Während im umkämpften Gazastreifen die Vorbereitungen für eine großangelegte Polio-Impfkampagne voranschreiten, intensivieren sich die Gefechte zwischen den israelischen Streitkräften und verschiedenen militanten Gruppen in der Region. Die Entwicklungen auf mehreren Fronten werfen Schatten auf die humanitären Bemühungen und die politischen Auseinandersetzungen.
Nach einem erneuten Beschuss aus dem Libanon haben die israelischen Luftstreitkräfte in der Nacht auf Freitag mehrere Abschussvorrichtungen der vom Iran unterstützten Hisbollah-Miliz im Süden des Nachbarlandes angegriffen. Diese Maßnahmen sind Teil der fortdauernden Reaktion Israels auf die Angriffe der Hisbollah, die als Antwort auf die Eskalation im Gazastreifen gilt.
Im Westjordanland ereigneten sich derweil zwei Vorfälle, die zu weiteren Spannungen führten. In der Nähe der israelischen Siedlung Karmei Tzur explodierte ein Auto an einer Tankstelle. Soldaten, die zur Unterstützung eilten, neutralisierten einen Terroristen, der versuchte hatte, die Sicherheitskräfte anzugreifen. Drei Soldaten wurden bei dem Vorfall leicht verletzt. Ein weiterer Vorfall ereignete sich, als ein Terrorist mit einem Fahrzeug gewaltsam in die Siedlung eindrang. Ein Mitglied des Sicherheitsteams reagierte, indem es sein eigenes Auto in das des Angreifers lenkte und den Angreifer tötete. Kurz darauf explodierte eine Bombe im Fahrzeug des Angreifers.
Seit Beginn des aktuellen Konflikts im Gazastreifen nach dem Massaker der islamistischen Hamas am 7. Oktober 2023 hat sich die Lage im Westjordanland deutlich verschärft. Die israelische Armee meldete, dass im Zuge ihrer großangelegten Militäroperationen im Norden des Westjordanlandes bislang 20 militante Palästinenser getötet wurden. Der Ausgang des Konflikts bleibt jedoch ungewiss, und die Verhandlungen über eine Waffenruhe gestalten sich schwierig. Besonders strittig ist Israels Forderung nach einer dauerhaften Kontrolle des Philadelphi-Korridors, der die Grenze zwischen dem Gazastreifen und Ägypten bildet. Ägypten bestreitet die Existenz von Schmuggelrouten durch diesen Korridor.

Angezeigte Zeilen
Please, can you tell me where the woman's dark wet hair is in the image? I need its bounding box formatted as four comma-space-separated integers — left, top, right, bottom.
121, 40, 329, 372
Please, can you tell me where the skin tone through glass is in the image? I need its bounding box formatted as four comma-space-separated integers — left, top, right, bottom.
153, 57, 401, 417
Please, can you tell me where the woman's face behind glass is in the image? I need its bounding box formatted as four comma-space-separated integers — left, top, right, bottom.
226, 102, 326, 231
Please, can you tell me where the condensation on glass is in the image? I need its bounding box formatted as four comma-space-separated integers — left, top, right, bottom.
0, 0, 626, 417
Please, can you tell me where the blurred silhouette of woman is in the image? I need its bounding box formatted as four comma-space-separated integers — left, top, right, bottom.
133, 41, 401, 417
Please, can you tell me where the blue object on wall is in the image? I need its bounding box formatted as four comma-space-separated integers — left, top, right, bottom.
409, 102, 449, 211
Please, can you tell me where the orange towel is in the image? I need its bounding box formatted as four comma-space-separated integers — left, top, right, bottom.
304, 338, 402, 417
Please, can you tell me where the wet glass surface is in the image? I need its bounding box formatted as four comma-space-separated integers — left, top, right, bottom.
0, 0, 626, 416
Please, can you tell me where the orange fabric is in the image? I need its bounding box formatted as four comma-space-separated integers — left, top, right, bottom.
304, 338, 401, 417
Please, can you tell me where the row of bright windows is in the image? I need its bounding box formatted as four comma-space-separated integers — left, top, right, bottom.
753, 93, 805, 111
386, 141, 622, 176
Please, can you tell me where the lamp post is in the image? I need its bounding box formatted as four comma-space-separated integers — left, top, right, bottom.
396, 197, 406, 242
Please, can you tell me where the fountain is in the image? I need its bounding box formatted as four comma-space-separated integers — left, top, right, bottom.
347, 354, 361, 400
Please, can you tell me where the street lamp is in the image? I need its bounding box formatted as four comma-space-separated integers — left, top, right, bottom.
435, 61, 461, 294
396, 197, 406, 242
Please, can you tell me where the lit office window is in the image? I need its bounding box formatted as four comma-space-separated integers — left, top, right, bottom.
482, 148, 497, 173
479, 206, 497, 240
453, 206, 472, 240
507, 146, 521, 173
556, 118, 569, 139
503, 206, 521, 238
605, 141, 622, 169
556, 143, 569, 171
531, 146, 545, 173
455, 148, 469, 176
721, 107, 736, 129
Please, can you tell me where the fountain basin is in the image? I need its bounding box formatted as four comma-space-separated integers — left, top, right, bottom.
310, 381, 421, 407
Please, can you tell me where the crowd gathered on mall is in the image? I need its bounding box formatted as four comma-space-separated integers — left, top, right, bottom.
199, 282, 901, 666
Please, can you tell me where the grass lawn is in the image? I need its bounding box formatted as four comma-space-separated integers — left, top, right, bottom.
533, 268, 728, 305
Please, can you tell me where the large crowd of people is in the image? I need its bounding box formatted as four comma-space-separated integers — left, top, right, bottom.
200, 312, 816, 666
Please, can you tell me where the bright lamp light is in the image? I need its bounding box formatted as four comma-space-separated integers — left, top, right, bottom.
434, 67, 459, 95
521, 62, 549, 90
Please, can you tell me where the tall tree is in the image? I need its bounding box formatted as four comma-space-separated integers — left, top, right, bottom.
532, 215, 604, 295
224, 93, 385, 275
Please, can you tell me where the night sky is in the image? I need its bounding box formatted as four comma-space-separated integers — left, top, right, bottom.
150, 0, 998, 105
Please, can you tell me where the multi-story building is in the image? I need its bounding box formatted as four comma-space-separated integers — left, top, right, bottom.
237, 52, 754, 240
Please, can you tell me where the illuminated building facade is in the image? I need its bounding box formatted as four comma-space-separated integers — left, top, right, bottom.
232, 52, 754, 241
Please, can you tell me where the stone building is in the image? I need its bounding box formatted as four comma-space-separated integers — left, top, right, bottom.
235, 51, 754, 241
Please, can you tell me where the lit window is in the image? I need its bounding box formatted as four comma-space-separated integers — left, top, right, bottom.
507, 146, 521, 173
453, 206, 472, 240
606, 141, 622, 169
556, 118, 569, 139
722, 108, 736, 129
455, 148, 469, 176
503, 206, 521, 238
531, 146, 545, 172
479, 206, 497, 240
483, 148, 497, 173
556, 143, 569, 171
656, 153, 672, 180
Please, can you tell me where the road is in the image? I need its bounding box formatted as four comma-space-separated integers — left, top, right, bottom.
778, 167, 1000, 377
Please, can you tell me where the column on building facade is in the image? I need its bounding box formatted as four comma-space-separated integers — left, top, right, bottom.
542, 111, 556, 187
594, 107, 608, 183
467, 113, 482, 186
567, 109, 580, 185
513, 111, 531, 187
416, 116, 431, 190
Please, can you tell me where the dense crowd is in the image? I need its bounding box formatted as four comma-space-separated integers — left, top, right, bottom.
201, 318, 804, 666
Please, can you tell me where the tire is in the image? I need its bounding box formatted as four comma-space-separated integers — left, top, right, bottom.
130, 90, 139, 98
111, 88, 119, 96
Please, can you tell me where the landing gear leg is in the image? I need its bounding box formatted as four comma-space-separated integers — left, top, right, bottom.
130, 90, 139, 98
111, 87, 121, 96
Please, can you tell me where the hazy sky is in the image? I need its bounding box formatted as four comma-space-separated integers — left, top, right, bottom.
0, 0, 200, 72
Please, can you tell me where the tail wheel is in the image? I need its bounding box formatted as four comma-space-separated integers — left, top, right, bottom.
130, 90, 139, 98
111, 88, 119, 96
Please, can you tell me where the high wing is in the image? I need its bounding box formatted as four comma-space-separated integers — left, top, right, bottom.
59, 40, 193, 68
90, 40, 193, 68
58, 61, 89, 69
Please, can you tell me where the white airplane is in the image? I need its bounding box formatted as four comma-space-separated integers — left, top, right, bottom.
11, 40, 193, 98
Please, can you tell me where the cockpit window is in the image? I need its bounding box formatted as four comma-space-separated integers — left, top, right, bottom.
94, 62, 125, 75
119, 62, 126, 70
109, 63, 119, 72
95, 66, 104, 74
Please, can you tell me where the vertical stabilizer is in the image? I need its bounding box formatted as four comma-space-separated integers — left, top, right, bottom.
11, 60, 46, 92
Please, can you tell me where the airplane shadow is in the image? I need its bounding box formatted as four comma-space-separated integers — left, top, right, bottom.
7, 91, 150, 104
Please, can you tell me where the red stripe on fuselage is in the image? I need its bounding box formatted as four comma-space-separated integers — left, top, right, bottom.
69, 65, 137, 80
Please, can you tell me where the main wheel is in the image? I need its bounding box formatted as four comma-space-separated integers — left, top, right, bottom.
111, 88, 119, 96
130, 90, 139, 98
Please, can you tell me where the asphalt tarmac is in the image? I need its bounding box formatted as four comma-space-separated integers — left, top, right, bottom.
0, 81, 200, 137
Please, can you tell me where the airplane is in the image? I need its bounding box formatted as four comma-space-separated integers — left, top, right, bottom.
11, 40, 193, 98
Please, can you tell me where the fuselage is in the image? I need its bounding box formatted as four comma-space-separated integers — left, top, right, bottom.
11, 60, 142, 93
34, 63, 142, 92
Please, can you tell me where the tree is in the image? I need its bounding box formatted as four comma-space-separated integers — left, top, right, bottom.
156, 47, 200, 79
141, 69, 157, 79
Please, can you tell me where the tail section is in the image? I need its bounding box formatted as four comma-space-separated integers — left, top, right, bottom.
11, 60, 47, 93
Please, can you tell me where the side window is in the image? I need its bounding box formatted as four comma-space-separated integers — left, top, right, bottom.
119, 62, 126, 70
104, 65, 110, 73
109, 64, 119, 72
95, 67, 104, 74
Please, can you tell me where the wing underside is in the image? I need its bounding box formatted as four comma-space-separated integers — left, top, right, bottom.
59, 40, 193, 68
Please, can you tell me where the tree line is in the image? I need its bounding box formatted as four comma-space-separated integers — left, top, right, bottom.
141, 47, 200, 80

Aufgabenstellung
1. Gib aus dem Text über den Nahostkonflikt den Abschnitt zwischen „Während im umkämpften“ und „die politischen Auseinandersetzungen.“ einschließlich beider Stellen wortgetreu wieder.
2. Setze den Text über den Nahostkonflikt im Anschluss an seinen letzten Satz fort.

Ergebnisse
1.
Während im umkämpften Gazastreifen die Vorbereitungen für eine großangelegte Polio-Impfkampagne voranschreiten, intensivieren sich die Gefechte zwischen den israelischen Streitkräften und verschiedenen militanten Gruppen in der Region. Die Entwicklungen auf mehreren Fronten werfen Schatten auf die humanitären Bemühungen und die politischen Auseinandersetzungen.

2.
Die Situation innerhalb der israelischen Regierung ist ebenfalls angespannt. Berichten zufolge kam es während einer Sitzung des Sicherheitskabinetts zu einem heftigen Wortgefecht zwischen Ministerpräsident Benjamin Netanjahu und Verteidigungsminister Joav Galant. Galant warf Netanjahu vor, die Stationierung von Soldaten im Grenzgebiet über die Befreiung israelischer Geiseln zu stellen. Netanjahu präsentierte Karten, die seine Pläne zur Kontrolle des Philadelphi-Korridors darstellten, was zu einem Streit führte, in dem Netanjahu auch Galant der Lüge bezichtigte.
Trotz der internen Uneinigkeiten stimmte eine Mehrheit des Kabinetts Netanjahus Position zu, der auf einer umfassenden Kontrolle des Korridors besteht, um Waffenschmuggel zu verhindern. Die Debatte über die geostrategischen Entscheidungen bleibt ein zentrales Thema in der israelischen Politik.
Am Sonntag soll im Gazastreifen eine Impfkampagne gegen Polio beginnen. Diese Maßnahme erfolgt nach dem Auftreten des ersten Falls von Kinderlähmung in der Region seit 25 Jahren. Die Weltgesundheitsorganisation (WHO) hat vorläufige Verpflichtungen zu begrenzten Feuerpausen abgegeben, um die Durchführung der Impfungen zu ermöglichen. Netanjahu betonte jedoch, dass diese Pausen keine dauerhafte Waffenruhe darstellen.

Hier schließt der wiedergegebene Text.